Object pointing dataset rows
=====

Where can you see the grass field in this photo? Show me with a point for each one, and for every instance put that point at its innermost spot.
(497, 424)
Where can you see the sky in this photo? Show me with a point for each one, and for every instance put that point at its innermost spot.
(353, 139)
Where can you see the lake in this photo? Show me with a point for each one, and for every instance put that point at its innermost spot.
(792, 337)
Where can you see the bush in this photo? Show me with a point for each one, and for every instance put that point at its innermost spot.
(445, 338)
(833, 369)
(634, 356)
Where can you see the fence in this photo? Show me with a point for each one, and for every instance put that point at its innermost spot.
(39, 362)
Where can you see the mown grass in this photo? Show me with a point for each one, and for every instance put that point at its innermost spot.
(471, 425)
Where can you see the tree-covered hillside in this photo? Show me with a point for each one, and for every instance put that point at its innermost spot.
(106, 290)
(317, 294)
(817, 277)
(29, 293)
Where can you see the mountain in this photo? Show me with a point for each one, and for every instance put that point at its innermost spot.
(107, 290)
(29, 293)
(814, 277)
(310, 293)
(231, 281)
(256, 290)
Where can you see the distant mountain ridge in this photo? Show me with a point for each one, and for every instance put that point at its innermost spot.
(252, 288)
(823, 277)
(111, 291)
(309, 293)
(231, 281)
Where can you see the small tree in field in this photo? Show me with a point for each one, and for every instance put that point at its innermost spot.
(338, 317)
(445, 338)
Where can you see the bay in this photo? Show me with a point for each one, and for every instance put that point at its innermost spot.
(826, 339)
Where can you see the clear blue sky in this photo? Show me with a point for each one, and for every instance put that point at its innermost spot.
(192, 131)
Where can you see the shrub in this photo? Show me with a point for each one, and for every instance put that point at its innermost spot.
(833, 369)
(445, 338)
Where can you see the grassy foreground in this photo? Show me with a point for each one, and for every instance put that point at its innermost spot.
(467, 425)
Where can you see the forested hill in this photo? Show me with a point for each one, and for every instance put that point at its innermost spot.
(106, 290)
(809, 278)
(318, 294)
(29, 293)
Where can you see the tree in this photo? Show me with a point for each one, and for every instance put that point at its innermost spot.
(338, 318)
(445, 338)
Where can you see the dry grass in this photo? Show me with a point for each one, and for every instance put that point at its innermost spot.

=====

:: Problem ::
Write the listing out again, exactly as it reads.

:: Right answer ::
Where can you see the grass field in this photo? Show me with a point for each one, and for every instance put that point at its innermost spot.
(497, 424)
Where can you see the sky in this photo? Show me with a point for each one, and for every instance put that point at its innermost spot.
(353, 139)
Where can you see the lake in this photo? Show me with a point for each one, and for every instance put that point at its innermost spot.
(792, 337)
Where can you see the bush in this photo? Show me with a point for each one, and for every instance put that point at its innermost spot.
(445, 338)
(833, 369)
(634, 356)
Where can you see the fence in this photo? Show me with a point for each one, and for every instance put that point at its innermost spot.
(39, 362)
Where can you see the mown grass in this photo? Show me with a point for each one, and for every instance put that point at its innermost spot.
(471, 425)
Where can you see the tree-covered hillside in this photo? Show me with a point for each one, and for every instance put that point at its innermost spot.
(106, 290)
(317, 294)
(817, 277)
(29, 293)
Where can you see the mountain in this photo? Show me with a point for each one, and for every instance put that point at its innermost spot.
(107, 290)
(29, 293)
(814, 277)
(310, 293)
(231, 281)
(256, 290)
Where can you see the distant mountain ridge in this photo? Show me with a point for each one, and for every instance put that point at its innermost spot.
(252, 288)
(823, 277)
(111, 291)
(309, 293)
(231, 281)
Where can you see the small tree in field in this photo? Show me with a point for each one, and for every instance put that point at its innermost spot.
(338, 317)
(445, 338)
Where can you see the bay in this photo? Show me with a point for each one, and for every instance put that point at its innermost spot.
(826, 339)
Where can you see the clear blue sky in this photo? Show me with a point for each one, and for every instance put that point at its innermost spot.
(192, 131)
Where can you see the shrub in this photo? Show me with a point for each one, and for every instance put that point at its innermost spot.
(833, 369)
(445, 338)
Where can you see the grassy foreground in this photo? Show me with a point for each one, and for every instance put that point at its innermost spot.
(467, 425)
Where can you see the forested hill in this photo? Show me with a point for each one, and for every instance put that point at its innermost spot.
(106, 290)
(809, 278)
(318, 294)
(29, 293)
Where can you see the tree in this photo? Show me with a point for each one, and for every instance put that point at its innermost spot.
(338, 318)
(445, 338)
Where can you see the dry grass in this photo? Show me with a point for each one, and for every instance put that point at its innermost spot.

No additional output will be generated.